Task goal
Repeat every line below exactly, word for word.

Exercise input
*****
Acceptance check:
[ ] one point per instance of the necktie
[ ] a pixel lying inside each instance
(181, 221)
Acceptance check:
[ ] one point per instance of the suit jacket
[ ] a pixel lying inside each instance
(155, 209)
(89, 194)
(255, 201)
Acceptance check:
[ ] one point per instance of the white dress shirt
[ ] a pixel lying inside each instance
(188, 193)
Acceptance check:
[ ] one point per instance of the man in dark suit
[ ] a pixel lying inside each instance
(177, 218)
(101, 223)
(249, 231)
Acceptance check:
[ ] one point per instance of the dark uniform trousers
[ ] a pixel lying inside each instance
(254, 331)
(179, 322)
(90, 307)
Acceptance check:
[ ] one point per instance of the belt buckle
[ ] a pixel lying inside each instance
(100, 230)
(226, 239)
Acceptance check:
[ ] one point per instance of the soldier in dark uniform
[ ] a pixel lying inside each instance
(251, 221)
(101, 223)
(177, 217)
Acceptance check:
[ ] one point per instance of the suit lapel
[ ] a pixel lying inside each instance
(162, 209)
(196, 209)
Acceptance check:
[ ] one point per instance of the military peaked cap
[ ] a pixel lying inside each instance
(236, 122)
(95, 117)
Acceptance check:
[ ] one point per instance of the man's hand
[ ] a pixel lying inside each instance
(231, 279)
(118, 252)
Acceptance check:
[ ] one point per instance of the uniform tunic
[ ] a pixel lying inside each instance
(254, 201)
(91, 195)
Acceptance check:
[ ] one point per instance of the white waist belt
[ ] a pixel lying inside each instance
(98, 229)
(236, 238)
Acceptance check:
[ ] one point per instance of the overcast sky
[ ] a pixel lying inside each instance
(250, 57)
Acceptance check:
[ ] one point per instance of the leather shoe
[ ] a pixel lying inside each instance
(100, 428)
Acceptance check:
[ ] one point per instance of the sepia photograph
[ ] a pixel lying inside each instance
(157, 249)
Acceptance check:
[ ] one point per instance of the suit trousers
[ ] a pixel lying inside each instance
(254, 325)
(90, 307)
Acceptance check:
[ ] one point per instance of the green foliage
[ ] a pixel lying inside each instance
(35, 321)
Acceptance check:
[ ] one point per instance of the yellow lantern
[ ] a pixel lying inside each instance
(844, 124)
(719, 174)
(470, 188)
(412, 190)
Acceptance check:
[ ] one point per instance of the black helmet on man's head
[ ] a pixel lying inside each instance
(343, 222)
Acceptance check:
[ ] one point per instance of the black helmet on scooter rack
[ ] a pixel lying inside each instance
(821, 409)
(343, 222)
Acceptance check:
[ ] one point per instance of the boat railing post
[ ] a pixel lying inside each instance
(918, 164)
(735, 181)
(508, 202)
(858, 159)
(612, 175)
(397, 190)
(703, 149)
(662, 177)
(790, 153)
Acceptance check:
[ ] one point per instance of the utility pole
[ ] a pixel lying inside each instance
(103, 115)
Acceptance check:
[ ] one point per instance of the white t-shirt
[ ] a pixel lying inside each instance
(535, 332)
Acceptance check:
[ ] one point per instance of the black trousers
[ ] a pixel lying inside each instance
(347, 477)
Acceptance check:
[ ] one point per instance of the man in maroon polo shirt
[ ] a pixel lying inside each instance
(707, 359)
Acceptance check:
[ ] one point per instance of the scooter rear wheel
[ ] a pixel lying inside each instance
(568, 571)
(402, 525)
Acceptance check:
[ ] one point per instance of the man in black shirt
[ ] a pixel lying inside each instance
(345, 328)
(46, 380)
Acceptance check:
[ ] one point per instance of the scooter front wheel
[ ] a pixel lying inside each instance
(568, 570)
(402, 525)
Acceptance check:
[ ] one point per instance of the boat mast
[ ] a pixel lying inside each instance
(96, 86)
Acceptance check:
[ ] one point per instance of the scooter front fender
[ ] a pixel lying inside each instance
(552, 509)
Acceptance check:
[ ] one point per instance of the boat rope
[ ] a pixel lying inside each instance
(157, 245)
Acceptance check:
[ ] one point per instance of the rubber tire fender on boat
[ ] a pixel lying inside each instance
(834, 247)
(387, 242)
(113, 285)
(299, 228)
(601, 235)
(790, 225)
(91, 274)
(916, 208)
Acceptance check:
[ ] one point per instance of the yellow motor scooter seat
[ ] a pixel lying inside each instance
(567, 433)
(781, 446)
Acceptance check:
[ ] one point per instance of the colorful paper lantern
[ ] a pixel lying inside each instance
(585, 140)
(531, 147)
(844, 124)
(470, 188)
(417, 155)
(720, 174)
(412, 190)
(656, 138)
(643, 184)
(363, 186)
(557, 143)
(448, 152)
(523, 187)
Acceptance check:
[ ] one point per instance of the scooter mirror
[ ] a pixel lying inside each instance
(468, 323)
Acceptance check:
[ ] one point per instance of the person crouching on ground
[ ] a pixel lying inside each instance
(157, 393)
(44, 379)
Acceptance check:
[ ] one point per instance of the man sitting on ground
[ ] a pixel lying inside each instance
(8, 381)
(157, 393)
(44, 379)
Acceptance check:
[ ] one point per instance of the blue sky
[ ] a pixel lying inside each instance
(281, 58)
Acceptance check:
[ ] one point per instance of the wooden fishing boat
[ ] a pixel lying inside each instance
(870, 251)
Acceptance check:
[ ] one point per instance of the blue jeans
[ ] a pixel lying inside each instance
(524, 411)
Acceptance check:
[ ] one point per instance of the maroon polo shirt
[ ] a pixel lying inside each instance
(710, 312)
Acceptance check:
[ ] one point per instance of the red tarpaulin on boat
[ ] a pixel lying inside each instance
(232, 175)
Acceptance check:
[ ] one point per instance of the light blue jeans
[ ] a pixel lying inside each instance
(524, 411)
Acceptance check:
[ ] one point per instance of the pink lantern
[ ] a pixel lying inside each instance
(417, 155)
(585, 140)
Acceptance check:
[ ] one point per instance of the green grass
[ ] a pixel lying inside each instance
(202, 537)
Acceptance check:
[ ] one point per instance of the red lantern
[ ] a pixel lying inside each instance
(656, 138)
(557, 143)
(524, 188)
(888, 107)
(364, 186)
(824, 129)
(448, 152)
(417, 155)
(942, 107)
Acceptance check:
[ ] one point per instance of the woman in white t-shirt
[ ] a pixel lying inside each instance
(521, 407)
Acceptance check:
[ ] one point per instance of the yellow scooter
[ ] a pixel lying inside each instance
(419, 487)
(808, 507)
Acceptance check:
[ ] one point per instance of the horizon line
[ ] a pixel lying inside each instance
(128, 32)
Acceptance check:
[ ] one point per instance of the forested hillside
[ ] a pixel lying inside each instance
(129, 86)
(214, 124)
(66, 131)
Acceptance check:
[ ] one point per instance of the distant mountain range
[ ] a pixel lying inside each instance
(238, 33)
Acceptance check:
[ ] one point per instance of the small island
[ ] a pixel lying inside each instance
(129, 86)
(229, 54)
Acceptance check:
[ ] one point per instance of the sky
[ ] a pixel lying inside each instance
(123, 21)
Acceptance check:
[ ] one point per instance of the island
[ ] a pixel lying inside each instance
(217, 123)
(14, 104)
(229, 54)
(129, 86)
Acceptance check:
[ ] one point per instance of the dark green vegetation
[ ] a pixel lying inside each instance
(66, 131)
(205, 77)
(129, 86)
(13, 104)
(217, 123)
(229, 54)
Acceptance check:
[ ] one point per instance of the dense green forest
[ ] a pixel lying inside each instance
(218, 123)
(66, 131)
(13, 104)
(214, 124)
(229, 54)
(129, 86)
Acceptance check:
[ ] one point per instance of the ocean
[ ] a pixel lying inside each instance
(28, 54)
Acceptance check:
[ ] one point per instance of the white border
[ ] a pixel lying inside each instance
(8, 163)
*****
Task solution
Acceptance check:
[ ] one point per instance of the necktie
[ ] a pixel lying inside each instance
(181, 221)
Acceptance check:
[ ] one point per instance of the suit jacket
[ ] a pixel lying inside each instance
(155, 209)
(89, 194)
(255, 201)
Acceptance check:
[ ] one point per instance of the white dress shirt
[ ] a pixel lying inside each instance
(188, 193)
Acceptance check:
[ ] one point per instance of the man in dark suit
[ ] a pixel lying inside each instance
(177, 218)
(101, 223)
(249, 231)
Acceptance check:
[ ] one point per instance of the dark uniform trousers
[ ] a pixel lying inside each instance
(254, 331)
(179, 322)
(90, 307)
Acceptance check:
[ ] one point per instance of the belt buckle
[ ] a pixel lying inside each instance
(100, 230)
(226, 239)
Acceptance check:
[ ] one point per instance of the soldier in dark uniform
[ ] a pixel lying inside each instance
(251, 221)
(101, 223)
(177, 217)
Acceptance check:
[ ] one point per instance of the suit lapel
[ ] a pixel lying inside each instance
(162, 209)
(196, 209)
Acceptance check:
[ ] one point per instance of the military peaked cap
[ ] a pixel lying inside each instance
(236, 122)
(95, 117)
Acceptance check:
[ ] one point per instance of the man's hand
[ ] a pixel lying inside each instance
(231, 279)
(118, 252)
Acceptance check:
[ ] one point per instance of the uniform tunic
[ ] a pixel lying inside each instance
(254, 201)
(91, 195)
Acceptance check:
[ ] one point per instance of the white waist belt
[ ] a pixel lying inside each instance
(98, 229)
(236, 238)
Acceptance check:
[ ] one point per instance of the overcast sky
[ ] a pixel lying inside each instance
(250, 57)
Acceptance check:
[ ] one point per instance of the leather shoe
[ ] a pixel lying inside each instance
(100, 428)
Acceptance check:
[ ] one point per instance of the sepia photograph
[ ] a pixel lying inside each instance
(157, 249)
Acceptance check:
[ ] one point per instance of the suit trousers
[ ] a pixel lying inside each instance
(254, 325)
(90, 307)
Acceptance check:
[ ] one point per instance of the green foliage
[ ] a pixel lying inside each instance
(35, 321)
Acceptance check:
[ ] one point per instance of the yellow lantern
[ ] a pixel lying inside each instance
(844, 124)
(719, 174)
(470, 188)
(412, 190)
Acceptance check:
[ ] one point per instance of the black helmet on man's head
[ ] a pixel lying inside each instance
(343, 222)
Acceptance check:
[ ] one point per instance of the black helmet on scooter rack
[ ] a pixel lying inside each instance
(821, 409)
(343, 222)
Acceptance check:
[ ] one point per instance of the boat railing post
[ ] a pixel lying inside each instance
(918, 164)
(735, 181)
(508, 202)
(858, 159)
(612, 175)
(397, 190)
(703, 149)
(662, 177)
(790, 153)
Acceptance check:
[ ] one point per instance of the utility pole
[ ] a pixel lying inside each instance
(103, 115)
Acceptance check:
[ ] one point per instance of the white t-shirt
[ ] a pixel lying inside each instance
(535, 332)
Acceptance check:
[ ] one point per instance of the black trousers
[ ] a pixel lying inside each instance
(347, 477)
Acceptance check:
[ ] one point per instance of the man in maroon polo shirt
[ ] a pixel lying inside each instance
(707, 359)
Acceptance check:
[ ] one point per instance of the scooter rear wheel
[ ] a pixel lying inside each instance
(568, 571)
(402, 525)
Acceptance check:
[ ] one point per instance of the man in black shirt
[ ] a pixel lying inside each instance
(345, 328)
(46, 380)
Acceptance check:
[ ] one point per instance of the scooter front wheel
[ ] a pixel lying inside each instance
(568, 570)
(402, 525)
Acceptance check:
[ ] one point per instance of the boat mast
[ ] a pixel lying inside each instance
(96, 86)
Acceptance check:
[ ] one point per instance of the scooter front fender
[ ] a pixel lying inside each instance
(552, 509)
Acceptance check:
[ ] one point per instance of the boat rope
[ ] a pixel lying inside each instance
(157, 245)
Acceptance check:
[ ] one point per instance of the rubber tire fender on boat
[ ] a pixel lying inside each instance
(834, 247)
(387, 242)
(113, 285)
(299, 228)
(601, 235)
(790, 225)
(91, 274)
(916, 208)
Acceptance check:
[ ] one point per instance of the yellow motor scooter seat
[ ] a pixel lying inside each instance
(567, 433)
(781, 446)
Acceptance check:
[ ] one point per instance of the colorful paper lantern
[ ] a pixel lying inside each instance
(585, 140)
(531, 147)
(844, 124)
(470, 188)
(417, 155)
(720, 174)
(412, 190)
(656, 138)
(643, 184)
(363, 186)
(557, 143)
(448, 152)
(523, 187)
Acceptance check:
[ ] one point per instance of the scooter mirror
[ ] a pixel lying inside each instance
(468, 323)
Acceptance check:
[ ] one point per instance of the person crouching on ground
[ ] a pixel lying inside each instance
(157, 393)
(44, 379)
Acceptance check:
[ ] one point per instance of the man sitting on ground
[ ] a pixel lying inside each instance
(8, 381)
(157, 393)
(44, 379)
Acceptance check:
[ ] one point per instance of the blue sky
[ ] a pixel lying inside each instance
(281, 58)
Acceptance check:
[ ] one point per instance of the wooden fishing boat
[ ] a pixel lying inside each instance
(870, 251)
Acceptance check:
[ ] one point per instance of the blue jeans
[ ] a pixel lying inside each instance
(524, 411)
Acceptance check:
[ ] one point per instance of the maroon polo shirt
[ ] a pixel lying inside each instance
(710, 312)
Acceptance check:
[ ] one point per instance of the red tarpaulin on boat
[ ] a pixel lying inside each instance
(232, 175)
Acceptance check:
[ ] one point per instance of the light blue jeans
[ ] a pixel lying inside each instance
(524, 411)
Acceptance check:
[ ] one point per instance of the pink lantern
[ ] a pixel lying inside each instance
(417, 155)
(585, 140)
Acceptance check:
[ ] one point per instance of the green grass
[ ] a pixel lying inside each instance
(202, 537)
Acceptance check:
[ ] one point per instance of the red lantern
[ ] a pixel lying inside each instance
(656, 138)
(557, 143)
(524, 188)
(888, 107)
(364, 186)
(824, 129)
(448, 152)
(417, 155)
(942, 107)
Acceptance check:
[ ] one point per instance of the woman in white t-shirt
[ ] a pixel lying inside each instance
(521, 407)
Acceptance check:
[ ] one point per instance of the yellow scooter
[ ] a pixel lying inside each instance
(419, 487)
(808, 507)
Acceptance check:
[ ] one point per instance of the horizon line
[ ] a pixel lying inside each instance
(128, 32)
Acceptance check:
[ ] one point per instance of the forested hillside
[ ] a pixel lying inside each instance
(129, 86)
(214, 124)
(66, 131)
Acceptance check:
[ ] one point per instance of the distant mountain range
[ ] a pixel lying inside each instance
(238, 33)
Acceptance check:
[ ] one point per instance of the small island
[ ] a pixel lying inside each instance
(129, 86)
(229, 54)
Acceptance check:
[ ] one point per instance of the sky
[ ] a pixel lying inside each instance
(123, 21)
Acceptance check:
[ ] one point per instance of the island
[ ] a pixel lying inside each instance
(217, 123)
(14, 104)
(229, 54)
(129, 86)
Acceptance check:
[ ] one point per instance of the dark green vegetation
[ ] a pixel lying inside each instance
(66, 131)
(205, 77)
(129, 86)
(13, 104)
(217, 123)
(229, 54)
Acceptance check:
[ ] one point per instance of the dense green forest
[ ] a pixel lying inside each instance
(218, 123)
(66, 131)
(13, 104)
(214, 124)
(229, 54)
(129, 86)
Acceptance check:
[ ] one point per instance of the ocean
[ ] a pixel lying inside each instance
(28, 54)
Acceptance check:
[ ] one point per instance of the white border
[ ] a pixel lying inside each instance
(8, 163)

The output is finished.